# Text section
[Start of Attachment]

# mortgage protection policy for an alcoholic?



## gav (28 Jul 2004)

Anybody know of a life Insurance that deals with Alcoholics, it just that my brother inlaw wants to re-mortgage and he has premiums quoted 400% above the norm, he has been clean and sober for many years but that doesn’t seem to matter


----------



## daltonr (13 Aug 2004)

*Re: Alcoholics*

How do they know if he's an alcoholic or not?

I don't drink, and I know the theory is that you never stop being an alcoholic.  But if the guy has been sober for years then he shouldn't be telling anyone that he is an alcoholic.

Do they ask have you ever been an alcoholic? or do they ask are you currently an Alcoholic?  Is there are Database somewhere listing all the Alocholics?  

-Rd


----------



## Barry (13 Aug 2004)

*Not to be recommended*

daltonr,

The normal high moral ground of AAM regulars seems to disappear when it comes to seeking to pull the wool over the eyes of the insurance industry.

A proposer of a life assuarance contract has an obligation to disclose all material facts.  The fact that the insurer in this instance is seeking a 400% loading clearly comes from somewhere - there's an increased risk (statistically) that this person will die early. 

Non-discloser of material facts could result in non-payment in the event of a claim.  Falsifying a proposal for life assurance is not any different from tax fraud, IMHO, and that doesn't get much support on this platform, and rightly so.  The same should be case for your contribution.  

Regards, 

Barry


----------



## ajapale (13 Aug 2004)

*Re: Not to be recommended*

From New Ireland Proposal Form for Life Insurance



> 6. Have you ever had in-patient treatment for
> alcohol abuse, been given advice by a doctor
> to cease or reduce your alcohol consumption
> or taken drugs for other than medical reasons?


----------



## jem (13 Aug 2004)

*Re: Alcoholics*

A client of mine is an alcoholic. When we filleup the life asurance form we stated the fact and added in a letter from his doctor confirming that he had not had a drink in many years- 8 I think. While they did load him somewhat it wasn't anything near the 400%. I cant rember which company it was though


----------



## Brendan Burgess (17 Aug 2004)

*Re: Alcoholics*



> The normal high moral ground of AAM regulars seems to disappear when it comes to seeking to pull the wool over the eyes of the insurance industry.



Hi Barry - I don't think that there is any justification for this remark. 

I agree with your point though that people should make full disclosure to insurance companies. 

I heard someone from the insurance industry noting that only a few hundred driving endorsements are reported to them every year, so defrauding the insurance industry is a widespread practice.

[End of Attachment]

# Entries provided
[Start of Attachment]

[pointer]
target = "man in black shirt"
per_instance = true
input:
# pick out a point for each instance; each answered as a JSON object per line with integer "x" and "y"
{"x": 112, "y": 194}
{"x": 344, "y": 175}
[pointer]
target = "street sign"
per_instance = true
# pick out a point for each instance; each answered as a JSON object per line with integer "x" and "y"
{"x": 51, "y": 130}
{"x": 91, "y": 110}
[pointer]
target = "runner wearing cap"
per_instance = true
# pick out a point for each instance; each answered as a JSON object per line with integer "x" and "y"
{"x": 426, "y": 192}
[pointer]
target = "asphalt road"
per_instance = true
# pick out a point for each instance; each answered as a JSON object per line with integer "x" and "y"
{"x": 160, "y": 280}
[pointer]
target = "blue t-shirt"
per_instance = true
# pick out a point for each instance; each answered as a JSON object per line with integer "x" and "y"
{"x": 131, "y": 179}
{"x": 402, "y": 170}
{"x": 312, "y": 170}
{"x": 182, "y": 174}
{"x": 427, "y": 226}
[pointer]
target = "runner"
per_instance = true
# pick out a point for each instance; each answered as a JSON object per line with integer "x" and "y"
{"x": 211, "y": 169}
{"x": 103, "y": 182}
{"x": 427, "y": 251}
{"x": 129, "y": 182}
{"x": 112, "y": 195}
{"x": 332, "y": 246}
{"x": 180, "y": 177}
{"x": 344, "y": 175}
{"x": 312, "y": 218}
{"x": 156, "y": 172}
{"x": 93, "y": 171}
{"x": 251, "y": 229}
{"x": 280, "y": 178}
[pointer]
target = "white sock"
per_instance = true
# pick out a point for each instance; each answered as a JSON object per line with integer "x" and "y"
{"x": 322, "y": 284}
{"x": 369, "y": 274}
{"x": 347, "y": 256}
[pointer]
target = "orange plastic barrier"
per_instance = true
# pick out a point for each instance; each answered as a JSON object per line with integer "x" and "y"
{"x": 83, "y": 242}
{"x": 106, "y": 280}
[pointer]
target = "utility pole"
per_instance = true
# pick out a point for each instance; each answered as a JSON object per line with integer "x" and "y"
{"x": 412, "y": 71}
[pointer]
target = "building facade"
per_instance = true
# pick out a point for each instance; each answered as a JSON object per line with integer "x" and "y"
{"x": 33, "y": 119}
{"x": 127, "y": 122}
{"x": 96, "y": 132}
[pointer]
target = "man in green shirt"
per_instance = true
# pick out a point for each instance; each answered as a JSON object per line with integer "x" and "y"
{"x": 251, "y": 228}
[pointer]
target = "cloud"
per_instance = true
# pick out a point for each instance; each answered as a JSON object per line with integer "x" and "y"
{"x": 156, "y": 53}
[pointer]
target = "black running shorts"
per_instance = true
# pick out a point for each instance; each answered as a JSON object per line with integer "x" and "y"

[End of Attachment]

# Apply what you read
• A. Which usernames posted in the forum thread on life insurance for an alcoholic? List each one.
• B. How does the forum thread on life insurance for an alcoholic go on after its last sentence? Write the next part.
The records come from a different source.

# Answers by item number
• A. gav, daltonr, Barry, ajapale, jem, Brendan Burgess

• B.
Brendan


----------



## Brendan Burgess (17 Aug 2004)

*Re: Alcoholics*

gav

Your friend should take the quote into the mortgage provider. They may waive the requirement for life insurance. If he is single, he should not want mortgage protection anyway. If he is married, he has to decide whether or not the life insurance is worth paying.

Brendan


----------



## Guest (18 Aug 2004)

See this topic for some background on the mortgage protection life assurance "waiver" which is allowed in certain circumstances under the Consumer Credit Act:


----------



## ajapale (18 Aug 2004)

also look here 

and here 

for discussion on the mortgage protection waiver.

follow up: my friend has type I diabetes had no difficulty getting a waiver from his lending institution.

ajapale


----------



## ajapale (18 Aug 2004)

This page from the US msnmoney is interesting:

moneycentral.msn.com/cont...P35420.asp

short excerpt and some headings


> There are few subjects about a person's health that can be more sensitive than the use of alcohol. The lines between heavy drinking and alcoholism are blurry at best, but when it comes to life insurance, even a moderate drinker can have problems finding an affordable policy.
> 
> There is no doubt that heavy drinking can lead to health problems. According to the Society of Actuaries, abusing alcohol can take an average of 10 to 15 years off your life. The most frequent cause of premature death from alcoholism is heart disease, followed by cancer, accidents and suicide.
> 
> ...


]

ajapale


----------



## dearth (26 Aug 2004)

*Alcoholic*

gav - I dont doubt but if they have been clean and sober for a couple of years it should not be very difficult to get life cover at ordinary premium. Try Hibernian or Friends First. If the increased premium is with one of these there is something else that you are not telling us.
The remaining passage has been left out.